#### Petit exercice A
Recopie à l'identique les lignes du listing, de celle qui contient "of the green" jusqu'à la dernière ligne du listing, incluses.
──────── Document ────────
Quand l’argent, au-delà de sa finalité naturelle, qui est de déterminer
l’équivalence entre les choses, domine avec séduction sur ceux qui
vivent dans la cité, cette cité se convertit en un grand marché et le
citoyen en un être producteur et consommateur.
Quels sont les traits de l’entrepreneur ?
Son but principal n’est pas toujours l’appât
du gain. Ce qui préoccupe et absorbe tout homme d’affaires, ce qui
remplit sa vie et donne un sens à son activité, c’est l’intérêt de son
entreprise. Ce en quoi l’homme d’affaires concentre son travail, ses
préoccupations, ce sur quoi il chiffre sa fierté et ses désirs, c’est
son entreprise. L’entreprise est pour lui un être en chair et en os qui
grâce à sa comptabilité, son organisation, ses contrats commerciaux,
entraîne une existence économique indépendante. L’homme d’affaire ne
connaît pas d’autre fin, n’a pas d’autre préoccupation que de voir
croître son négoce jusqu’à se convertir en un organisme florissant,
fort et prospère. La grande majorité des chefs d’entreprise n’ont pas
d’autre aspiration que celle d’amplifier leur négoce. Si on leur
demande pourquoi tout cela, quel objet ont en réalité toutes ces
préoccupations, ils vous regardent la bouche ouverte et vous répliquent
un peu irrités que cela ne demande aucune explication, que le requiert
le développement de la vie économique, que l’exige le progrès. Une
telle analyse pour l’observateur impartial, une telle réponse paraît
absurde jusqu’à impliquer une espèce de régression à l’état élémentaire
de l’âme infantile. L’enfant à quatre idéaux qui dirigent sa vie.
– Le premier c’est la grandeur incarnée dans
les personnes d’âge mûr, et en dernier lieu par le géant. On retrouve
cela dans la valorisation quantitative propre à l’homme d’affaires. Pour
lui, avoir du succès signifie avoir des avantages sur les autres,
arriver à être plus que le voisin, à avoir plus que lui, être plus
grand comme le veulent les enfants, une certaine recherche d’infinitude
qui est parfois la signature de l’esprit de lucre.
– Le deuxième idéal propre aux enfants, c’est
celui du mouvement rapide. La célérité pour mener à bien ses plans
économiques intéresse l’homme d’affaires moderne autant que son
caractère massif et quantitatif ; le concept de record arrive aux
affaires.
La troisième affection de l’enfant, c’est la
nouveauté. L’enfant se fatigue vite de ses projets, il en laisse un
pour en prendre un autre. Également l’homme d’affaires de notre temps
est attiré par ce qui est nouveau parce que nouveau, inédit.
──────── Données fournies ────────
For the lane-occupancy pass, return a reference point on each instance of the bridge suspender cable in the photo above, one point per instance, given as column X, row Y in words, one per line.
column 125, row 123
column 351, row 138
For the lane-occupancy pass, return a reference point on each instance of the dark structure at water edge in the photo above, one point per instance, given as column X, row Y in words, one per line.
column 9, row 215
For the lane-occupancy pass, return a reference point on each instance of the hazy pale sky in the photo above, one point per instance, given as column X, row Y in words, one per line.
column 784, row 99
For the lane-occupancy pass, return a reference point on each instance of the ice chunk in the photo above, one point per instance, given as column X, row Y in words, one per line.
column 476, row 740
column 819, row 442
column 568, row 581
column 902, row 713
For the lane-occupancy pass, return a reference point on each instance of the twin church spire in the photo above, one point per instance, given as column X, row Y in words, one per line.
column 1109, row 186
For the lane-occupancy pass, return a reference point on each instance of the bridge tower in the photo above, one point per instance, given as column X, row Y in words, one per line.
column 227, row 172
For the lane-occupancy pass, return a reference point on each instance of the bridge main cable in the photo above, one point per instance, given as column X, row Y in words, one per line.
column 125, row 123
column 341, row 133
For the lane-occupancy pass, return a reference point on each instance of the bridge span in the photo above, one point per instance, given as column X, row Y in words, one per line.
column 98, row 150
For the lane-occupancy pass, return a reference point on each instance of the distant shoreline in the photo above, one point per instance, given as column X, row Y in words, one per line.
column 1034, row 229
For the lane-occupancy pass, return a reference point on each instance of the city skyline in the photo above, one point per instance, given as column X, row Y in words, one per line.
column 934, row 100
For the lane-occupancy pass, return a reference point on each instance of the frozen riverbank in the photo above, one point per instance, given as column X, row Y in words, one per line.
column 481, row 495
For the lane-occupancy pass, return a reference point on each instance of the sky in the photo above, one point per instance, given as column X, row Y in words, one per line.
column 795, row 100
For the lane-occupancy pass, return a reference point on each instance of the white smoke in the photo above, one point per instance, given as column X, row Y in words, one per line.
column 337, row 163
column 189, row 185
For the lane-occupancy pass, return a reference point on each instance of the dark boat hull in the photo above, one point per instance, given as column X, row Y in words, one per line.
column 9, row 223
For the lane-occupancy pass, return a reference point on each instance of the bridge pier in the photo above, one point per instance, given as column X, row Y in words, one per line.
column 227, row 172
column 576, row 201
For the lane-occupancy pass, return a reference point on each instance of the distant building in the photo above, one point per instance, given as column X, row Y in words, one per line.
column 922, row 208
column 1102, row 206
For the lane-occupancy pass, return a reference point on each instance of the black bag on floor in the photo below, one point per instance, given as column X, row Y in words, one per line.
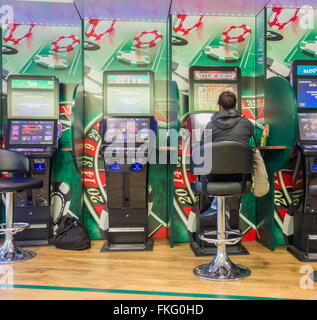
column 71, row 234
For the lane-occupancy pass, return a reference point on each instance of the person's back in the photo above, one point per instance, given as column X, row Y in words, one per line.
column 227, row 124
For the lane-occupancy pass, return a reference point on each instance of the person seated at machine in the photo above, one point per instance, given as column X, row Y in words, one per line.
column 227, row 125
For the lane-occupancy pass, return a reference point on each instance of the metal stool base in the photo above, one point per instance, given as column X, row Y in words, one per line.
column 211, row 271
column 10, row 253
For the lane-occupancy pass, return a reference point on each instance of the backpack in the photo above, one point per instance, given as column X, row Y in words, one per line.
column 71, row 234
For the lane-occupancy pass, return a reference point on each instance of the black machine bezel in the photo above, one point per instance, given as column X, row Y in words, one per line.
column 192, row 70
column 28, row 77
column 130, row 72
column 295, row 77
column 294, row 80
column 30, row 146
column 151, row 120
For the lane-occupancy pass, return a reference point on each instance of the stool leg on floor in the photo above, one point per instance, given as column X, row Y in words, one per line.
column 10, row 251
column 221, row 267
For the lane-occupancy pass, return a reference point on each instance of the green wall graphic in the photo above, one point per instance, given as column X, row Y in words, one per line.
column 113, row 45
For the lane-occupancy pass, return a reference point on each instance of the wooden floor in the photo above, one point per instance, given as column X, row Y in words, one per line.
column 162, row 274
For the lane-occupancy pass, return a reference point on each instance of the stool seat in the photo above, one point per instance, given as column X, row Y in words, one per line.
────────
#### Petit exercice B
Mets à jour le passage du texte sur l'homme d'affaires allant de "La troisième affection" jusqu'à "que nouveau, inédit." inclus, en y remplaçant "nouveauté" par "curiosité".

#### Réponse A
For the lane-occupancy pass, return a reference point on each instance of the green wall graphic in the photo above, one point per instance, given as column X, row Y in words, one per line.
column 113, row 45
For the lane-occupancy pass, return a reference point on each instance of the wooden floor in the photo above, one point per instance, given as column X, row Y in words, one per line.
column 162, row 274
For the lane-occupancy pass, return a reference point on each instance of the stool seat in the photo above, one point per instance, given as column X, row Y in words, one per line.

#### Réponse B
La troisième affection de l’enfant, c’est la
curiosité. L’enfant se fatigue vite de ses projets, il en laisse un
pour en prendre un autre. Également l’homme d’affaires de notre temps
est attiré par ce qui est nouveau parce que nouveau, inédit.